Problem to work on —
Every line below should be copied exactly; drop the pictures.

Entries from a dataset
########
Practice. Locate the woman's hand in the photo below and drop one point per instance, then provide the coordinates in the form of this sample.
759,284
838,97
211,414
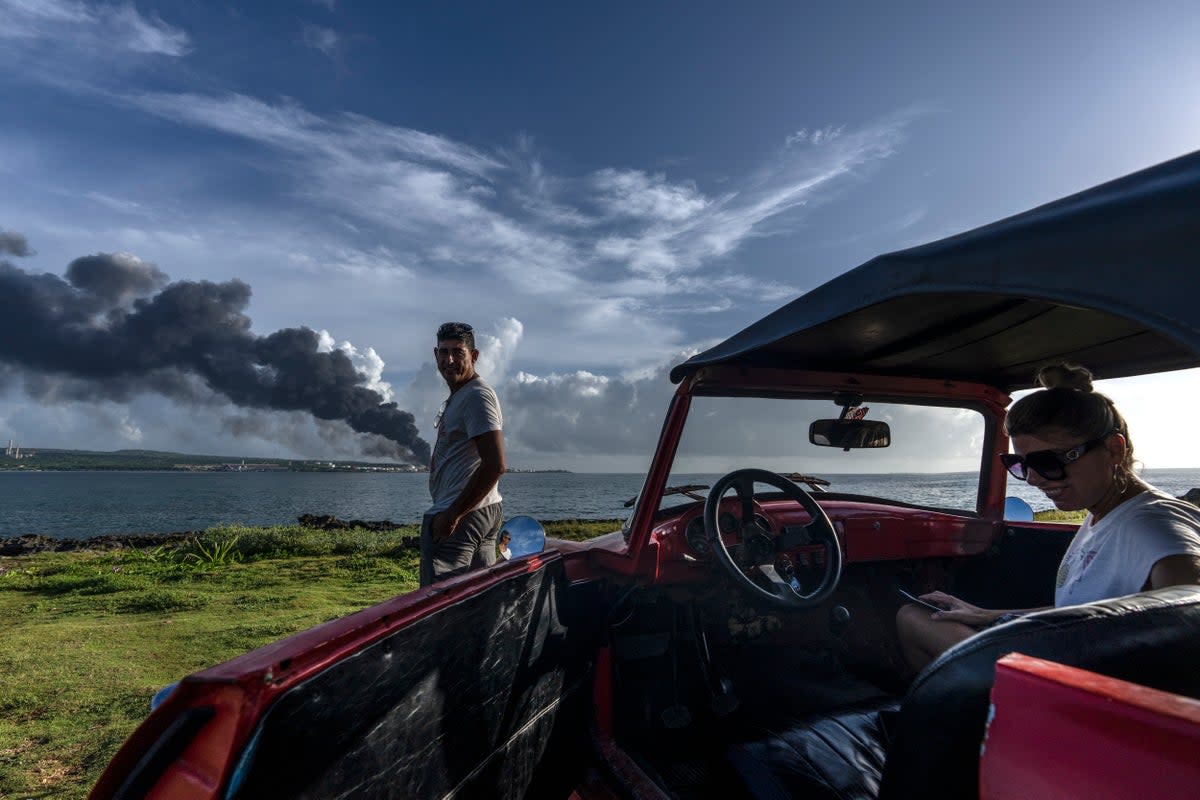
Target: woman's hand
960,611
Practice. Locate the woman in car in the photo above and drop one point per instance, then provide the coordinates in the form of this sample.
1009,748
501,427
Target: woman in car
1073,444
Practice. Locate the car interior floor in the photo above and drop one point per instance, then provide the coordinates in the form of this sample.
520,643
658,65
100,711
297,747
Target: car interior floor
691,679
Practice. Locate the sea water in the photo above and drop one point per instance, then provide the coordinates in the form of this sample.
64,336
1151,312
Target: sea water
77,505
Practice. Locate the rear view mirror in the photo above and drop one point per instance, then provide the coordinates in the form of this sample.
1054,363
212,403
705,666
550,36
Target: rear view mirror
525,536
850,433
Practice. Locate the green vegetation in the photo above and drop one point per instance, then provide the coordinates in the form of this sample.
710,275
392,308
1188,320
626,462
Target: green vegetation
########
The output —
Practice. Locate the woman's hand in the photo below and drop one point per instance, then provide the coordinates in the form of this sample.
759,284
838,97
211,414
Target: woman's hand
960,611
Practice. Locate the woman in car in the photo above and drop one point per instance, then provide the coordinates in the form of this sample.
1009,748
501,427
Target: woman in car
1073,444
Practice. Locate the car interior floor in the photo above and drop one point per instance, then provide the coordinates in the form of this sample.
520,643
658,65
100,711
297,747
Target: car interior floor
691,679
Practice. Locate the sea water in the photo above and drop one point per instance, then provide the coordinates in the form of this sample.
64,336
1151,312
Target: sea water
77,505
Practice. Locate the rear view mirror in the photo above and drop one point per instance, then provide the coordinates in the form of this sample.
1054,363
212,403
705,666
550,36
Target: rear view mirror
525,536
850,433
Practice. Locate the green vegetation in the photo above and drop one point per instance, then provide the coordinates in the form of this sample.
710,275
392,308
1188,320
626,462
Target: green vegetation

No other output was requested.